■ Aim
Locate every line in the rows below that contains the word "doorway", and copy each of those lines.

>> Begin Provided records

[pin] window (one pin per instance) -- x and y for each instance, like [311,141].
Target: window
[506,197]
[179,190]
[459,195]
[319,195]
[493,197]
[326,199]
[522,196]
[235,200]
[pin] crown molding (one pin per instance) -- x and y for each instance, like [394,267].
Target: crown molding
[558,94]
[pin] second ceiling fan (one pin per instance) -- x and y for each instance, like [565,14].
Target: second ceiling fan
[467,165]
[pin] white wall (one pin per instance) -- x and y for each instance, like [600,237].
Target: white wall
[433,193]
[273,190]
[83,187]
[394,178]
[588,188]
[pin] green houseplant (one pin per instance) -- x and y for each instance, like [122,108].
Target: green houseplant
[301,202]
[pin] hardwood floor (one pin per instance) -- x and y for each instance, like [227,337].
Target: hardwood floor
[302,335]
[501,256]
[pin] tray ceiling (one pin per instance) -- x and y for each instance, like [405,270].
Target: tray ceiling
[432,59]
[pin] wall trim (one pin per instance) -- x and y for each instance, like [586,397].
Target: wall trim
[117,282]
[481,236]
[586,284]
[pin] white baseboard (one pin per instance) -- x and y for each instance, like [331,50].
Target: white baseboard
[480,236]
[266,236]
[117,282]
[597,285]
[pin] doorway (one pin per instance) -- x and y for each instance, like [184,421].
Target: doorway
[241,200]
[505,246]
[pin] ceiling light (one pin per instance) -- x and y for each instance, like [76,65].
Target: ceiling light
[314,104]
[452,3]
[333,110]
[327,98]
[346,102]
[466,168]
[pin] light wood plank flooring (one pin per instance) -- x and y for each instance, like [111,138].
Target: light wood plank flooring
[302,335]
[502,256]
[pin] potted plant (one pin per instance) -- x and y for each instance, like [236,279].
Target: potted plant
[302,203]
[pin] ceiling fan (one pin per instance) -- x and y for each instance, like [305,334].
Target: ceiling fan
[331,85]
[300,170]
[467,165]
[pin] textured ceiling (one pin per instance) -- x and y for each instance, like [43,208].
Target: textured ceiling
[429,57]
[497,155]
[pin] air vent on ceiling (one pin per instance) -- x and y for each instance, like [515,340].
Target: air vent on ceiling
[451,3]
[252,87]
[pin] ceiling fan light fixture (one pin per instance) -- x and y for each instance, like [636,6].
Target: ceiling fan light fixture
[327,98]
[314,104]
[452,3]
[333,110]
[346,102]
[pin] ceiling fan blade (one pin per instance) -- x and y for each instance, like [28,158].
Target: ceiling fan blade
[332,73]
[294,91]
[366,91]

>> End Provided records
>> Begin Provided records

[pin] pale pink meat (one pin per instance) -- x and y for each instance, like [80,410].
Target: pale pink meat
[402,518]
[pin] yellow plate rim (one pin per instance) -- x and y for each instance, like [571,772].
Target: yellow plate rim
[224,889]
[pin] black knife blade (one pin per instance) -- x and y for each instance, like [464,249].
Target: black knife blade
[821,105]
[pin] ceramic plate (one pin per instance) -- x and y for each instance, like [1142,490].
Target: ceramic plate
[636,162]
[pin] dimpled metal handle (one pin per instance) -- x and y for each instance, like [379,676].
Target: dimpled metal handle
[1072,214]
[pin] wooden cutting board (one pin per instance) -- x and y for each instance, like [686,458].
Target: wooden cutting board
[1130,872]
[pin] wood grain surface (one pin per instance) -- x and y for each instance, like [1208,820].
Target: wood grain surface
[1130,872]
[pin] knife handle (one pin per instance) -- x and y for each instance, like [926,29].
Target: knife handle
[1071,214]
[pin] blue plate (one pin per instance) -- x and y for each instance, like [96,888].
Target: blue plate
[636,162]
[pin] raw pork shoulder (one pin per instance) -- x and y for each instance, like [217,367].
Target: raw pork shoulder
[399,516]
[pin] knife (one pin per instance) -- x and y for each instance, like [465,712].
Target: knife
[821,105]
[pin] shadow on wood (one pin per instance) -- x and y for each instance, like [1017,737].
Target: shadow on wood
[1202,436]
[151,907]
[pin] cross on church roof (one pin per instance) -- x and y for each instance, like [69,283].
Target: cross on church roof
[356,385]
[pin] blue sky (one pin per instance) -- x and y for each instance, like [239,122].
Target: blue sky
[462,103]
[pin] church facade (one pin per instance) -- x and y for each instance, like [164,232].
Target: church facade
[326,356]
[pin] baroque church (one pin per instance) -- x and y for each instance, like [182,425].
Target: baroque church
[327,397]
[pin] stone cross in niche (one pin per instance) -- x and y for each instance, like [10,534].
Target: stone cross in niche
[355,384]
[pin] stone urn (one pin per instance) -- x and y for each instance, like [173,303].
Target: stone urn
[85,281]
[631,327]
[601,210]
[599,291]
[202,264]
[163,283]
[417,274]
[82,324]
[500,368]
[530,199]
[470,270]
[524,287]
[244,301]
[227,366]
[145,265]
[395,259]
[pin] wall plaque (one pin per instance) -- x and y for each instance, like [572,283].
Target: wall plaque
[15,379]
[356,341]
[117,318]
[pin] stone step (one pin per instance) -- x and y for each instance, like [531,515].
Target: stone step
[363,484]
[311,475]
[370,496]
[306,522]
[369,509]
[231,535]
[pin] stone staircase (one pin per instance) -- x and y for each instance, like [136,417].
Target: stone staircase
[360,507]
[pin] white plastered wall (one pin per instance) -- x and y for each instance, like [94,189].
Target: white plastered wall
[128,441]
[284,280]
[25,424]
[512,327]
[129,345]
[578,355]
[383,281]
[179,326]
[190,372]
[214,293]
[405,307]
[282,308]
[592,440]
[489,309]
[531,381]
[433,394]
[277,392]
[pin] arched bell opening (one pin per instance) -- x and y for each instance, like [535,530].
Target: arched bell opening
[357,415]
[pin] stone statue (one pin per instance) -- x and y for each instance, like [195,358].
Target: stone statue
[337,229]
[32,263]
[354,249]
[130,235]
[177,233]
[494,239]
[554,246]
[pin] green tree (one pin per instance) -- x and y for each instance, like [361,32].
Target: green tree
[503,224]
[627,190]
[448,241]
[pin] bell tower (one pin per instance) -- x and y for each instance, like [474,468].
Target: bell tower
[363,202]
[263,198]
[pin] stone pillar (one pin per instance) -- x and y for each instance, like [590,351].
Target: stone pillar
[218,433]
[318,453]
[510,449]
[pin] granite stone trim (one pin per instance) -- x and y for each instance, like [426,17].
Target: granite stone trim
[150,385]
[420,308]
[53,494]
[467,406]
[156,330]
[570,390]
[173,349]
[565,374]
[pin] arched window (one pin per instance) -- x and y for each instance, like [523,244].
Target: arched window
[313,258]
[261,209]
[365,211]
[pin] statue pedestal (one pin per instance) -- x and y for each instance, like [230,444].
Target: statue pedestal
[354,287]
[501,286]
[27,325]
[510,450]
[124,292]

>> End Provided records

■ Reply to the exercise
[pin] doorway (one pin per instance) -- x and y for each instance, like [184,421].
Target: doorway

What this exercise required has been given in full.